Trecho do documento –

################

É com alegria que informamos que, a partir de agora, teremos a contribuição de ensaios de colegas estrangeiros sobre “os acontecimentos sociopolíticos, culturais e institucionais do Brasil e do Mundo.”
Esta interlocução entre diferentes países busca compor o que a psicanalista Samantha Nigri (SBPRJ) nomeou como um “multilinguismo psicanalítico” em seu trabalho apresentado no último congresso da FEPAL, sobre a construção do “Projeto Ponte entre Línguas”, que leva em conta o valor da palavra na constituição do sujeito possibilitando adentrar o idioma do outro, expandindo os laços e ampliando o alcance da psicanálise.
Para inaugurar este momento do OP, publicamos hoje o ensaio “As invasões bárbaras”, do colega Mariano Horenstein (da Associação Psicanalítica de Córdoba), sobre os ataques ocorridos na Esplanada e Praça dos Três Poderes, em Brasília, no último domingo – 8/1/2023.
Há algum tempo a nossa Curadoria imaginava essa possibilidade de conversar com aqueles que podem pensar esses acontecimentos contemporâneos sob o ponto de vista do estrangeiro, movimentando e enriquecendo o nosso dispositivo.
Lembramos a todos que o OP, enquanto ideia, nasceu num congresso internacional, o da Fepal em Cartagena das Índias, Colômbia, onde o encontro e o desencontro das línguas português e espanhol atravessaram os debates psicanalíticos.
Bem-vindo Mariano!!
A seguir, seu texto, apresentado primeiramente em Português e em seguida na sua língua original.
Ensaios sobre eventos sociopolíticos, culturais e institucionais no Brasil e no Mundo
As invasões bárbaras
Mariano Horenstein – APC (Associação Psicanalítica de Córdoba)
Ontem, domingo, desfrutei de um dia livre de notícias, alheio ao mundo…
Para um cidadão comum – como somos nós, os psicanalistas – seguir os fatos com preocupação, expressar uma opinião ou discutir na nova ágora das redes sociais, pode ser um gesto de compromisso tanto quanto ocupar as ruas, quando necessário, em defesa de ideias que requerem nossos corpos para serem sustentadas.

################

Listagem armazenada –
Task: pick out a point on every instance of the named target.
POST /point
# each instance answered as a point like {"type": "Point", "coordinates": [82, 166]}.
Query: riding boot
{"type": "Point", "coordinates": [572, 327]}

################

Objetivo declarado 1 – Segundo o trecho do documento, em qual congresso internacional nasceu a ideia do OP?
Objetivo declarado 2 – Reescreva a passagem do trecho do documento que vai de "Esta interlocução entre" até "domingo – 8/1/2023.", substituindo "multilinguismo psicanalítico" por "plurilinguismo psicanalítico".

Solução 1 – No congresso da Fepal em Cartagena das Índias, na Colômbia.

Solução 2 –
Esta interlocução entre diferentes países busca compor o que a psicanalista Samantha Nigri (SBPRJ) nomeou como um “plurilinguismo psicanalítico” em seu trabalho apresentado no último congresso da FEPAL, sobre a construção do “Projeto Ponte entre Línguas”, que leva em conta o valor da palavra na constituição do sujeito possibilitando adentrar o idioma do outro, expandindo os laços e ampliando o alcance da psicanálise.
Para inaugurar este momento do OP, publicamos hoje o ensaio “As invasões bárbaras”, do colega Mariano Horenstein (da Associação Psicanalítica de Córdoba), sobre os ataques ocorridos na Esplanada e Praça dos Três Poderes, em Brasília, no último domingo – 8/1/2023.